** Opening Selected passage block **

Police also are investigating allegations of suspicious deaths. A former student at the Ahousat residential school contends that one of his schoolmates was beaten to death with a strap for stealing a prune, and Belleau says she believes some students were murdered.
However, Peters says his task force has no evidence of any homicides.
"Some students did commit suicide," he says. "Over the years, the version of how the student died becomes distorted. It almost becomes folklore."
Other investigations are under way in Nova Scotia and the Northwest Territories. But the biggest outside of British Columbia is in Ontario, where police are investigating decades of abuse against Cree children at a Catholic-run residential school in the remote northern community of Fort Albany.
Prosecutors say they expect to file charges of physical and sexual abuse against about 20 priests, nuns and lay workers as a result of a three-year probe that included interviews with more than 900 former students at St. Anne's School in Fort Albany.

** Closing Selected passage block **

What to work on -
Resume the passage on police investigations into residential school abuse, continuing on from its final sentence.

** Opening Record excerpts block **

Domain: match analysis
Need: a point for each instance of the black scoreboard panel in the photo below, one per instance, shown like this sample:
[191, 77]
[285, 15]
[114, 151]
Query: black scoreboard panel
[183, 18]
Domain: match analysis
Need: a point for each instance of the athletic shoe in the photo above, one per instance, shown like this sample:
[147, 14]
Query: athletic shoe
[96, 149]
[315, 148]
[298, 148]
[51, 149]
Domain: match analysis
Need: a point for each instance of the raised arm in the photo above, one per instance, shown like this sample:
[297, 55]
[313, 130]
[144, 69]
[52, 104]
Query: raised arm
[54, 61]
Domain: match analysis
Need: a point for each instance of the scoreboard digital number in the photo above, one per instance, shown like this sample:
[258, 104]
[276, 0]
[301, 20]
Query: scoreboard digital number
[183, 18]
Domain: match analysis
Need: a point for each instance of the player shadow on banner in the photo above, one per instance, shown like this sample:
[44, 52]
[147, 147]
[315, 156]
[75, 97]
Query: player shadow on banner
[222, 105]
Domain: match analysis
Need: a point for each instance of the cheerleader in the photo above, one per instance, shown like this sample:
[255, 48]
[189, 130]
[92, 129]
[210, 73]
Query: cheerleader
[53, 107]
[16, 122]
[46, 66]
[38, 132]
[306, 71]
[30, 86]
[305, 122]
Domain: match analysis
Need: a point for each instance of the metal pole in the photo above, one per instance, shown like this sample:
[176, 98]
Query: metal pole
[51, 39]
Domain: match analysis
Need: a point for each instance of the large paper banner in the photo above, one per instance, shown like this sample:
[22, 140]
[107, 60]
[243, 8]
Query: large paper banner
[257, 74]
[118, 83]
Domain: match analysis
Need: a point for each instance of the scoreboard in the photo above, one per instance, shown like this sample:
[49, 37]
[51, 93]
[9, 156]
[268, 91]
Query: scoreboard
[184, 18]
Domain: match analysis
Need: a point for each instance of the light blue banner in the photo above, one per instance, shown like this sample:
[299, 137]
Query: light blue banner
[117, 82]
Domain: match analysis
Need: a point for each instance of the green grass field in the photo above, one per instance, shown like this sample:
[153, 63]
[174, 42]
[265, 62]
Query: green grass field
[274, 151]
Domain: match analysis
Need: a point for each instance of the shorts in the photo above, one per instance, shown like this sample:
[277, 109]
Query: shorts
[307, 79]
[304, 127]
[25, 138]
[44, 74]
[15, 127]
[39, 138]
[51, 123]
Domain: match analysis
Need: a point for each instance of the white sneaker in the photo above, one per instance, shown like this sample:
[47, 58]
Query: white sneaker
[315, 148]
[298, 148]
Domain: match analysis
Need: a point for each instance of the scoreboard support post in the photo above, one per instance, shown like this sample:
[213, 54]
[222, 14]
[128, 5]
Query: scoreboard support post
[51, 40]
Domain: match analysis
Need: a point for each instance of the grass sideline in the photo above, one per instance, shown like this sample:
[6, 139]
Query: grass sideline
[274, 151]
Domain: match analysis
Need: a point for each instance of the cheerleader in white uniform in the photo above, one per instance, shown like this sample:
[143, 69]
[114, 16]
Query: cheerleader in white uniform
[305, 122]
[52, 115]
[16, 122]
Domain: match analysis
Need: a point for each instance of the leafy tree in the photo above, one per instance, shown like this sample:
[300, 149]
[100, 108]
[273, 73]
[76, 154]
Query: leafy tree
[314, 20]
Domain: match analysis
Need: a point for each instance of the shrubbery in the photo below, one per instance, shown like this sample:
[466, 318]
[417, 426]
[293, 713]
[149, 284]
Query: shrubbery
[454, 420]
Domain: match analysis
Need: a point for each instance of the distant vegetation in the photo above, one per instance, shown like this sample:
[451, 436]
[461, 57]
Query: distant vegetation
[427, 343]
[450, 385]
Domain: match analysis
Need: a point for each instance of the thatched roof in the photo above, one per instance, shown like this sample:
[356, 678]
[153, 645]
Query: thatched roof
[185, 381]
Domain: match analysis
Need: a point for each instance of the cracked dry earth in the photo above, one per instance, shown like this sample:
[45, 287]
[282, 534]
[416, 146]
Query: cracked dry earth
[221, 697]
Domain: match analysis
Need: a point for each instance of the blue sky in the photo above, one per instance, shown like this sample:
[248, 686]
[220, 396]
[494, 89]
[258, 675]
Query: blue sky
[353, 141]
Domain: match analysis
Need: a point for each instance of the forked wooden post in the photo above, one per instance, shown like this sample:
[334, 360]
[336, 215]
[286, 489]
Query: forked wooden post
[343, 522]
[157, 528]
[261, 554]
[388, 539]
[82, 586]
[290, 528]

** Closing Record excerpts block **

Answer to this problem -
Former students told of being lashed with a wire whip and receiving shocks while strapped into a homemade electric chair.
Mary Anne Nakogee-Davis says she was sexually abused by a priest while a student at the school.
"This was our Holocaust," Nakogee-Davis told the Toronto Globe and Mail. "They did not kill us physically, but they killed us emotionally and spiritually."
Yet, some elders in Fort Albany -- where Catholicism is the predominant religion -- have spoken out against holding trials in the town, arguing that it would reopen old wounds and that only God can judge those who ran the school.
Belleau says she has encountered the same attitudes in British Columbia, where some chiefs and elders discourage former students from speaking out.
The provincewide investigation in British Columbia was prompted in part by the 1995 prosecution of Arthur Plint. His 11-year sentence for abuse of boys at the Port Alberni Residential School helped persuade many Indians that the courts were willing to deal harshly with offenders.
One of Plint's victims, Willie Blackwater, recently became the first victim to have his disability recognized by an insurance company as worthy of compensation.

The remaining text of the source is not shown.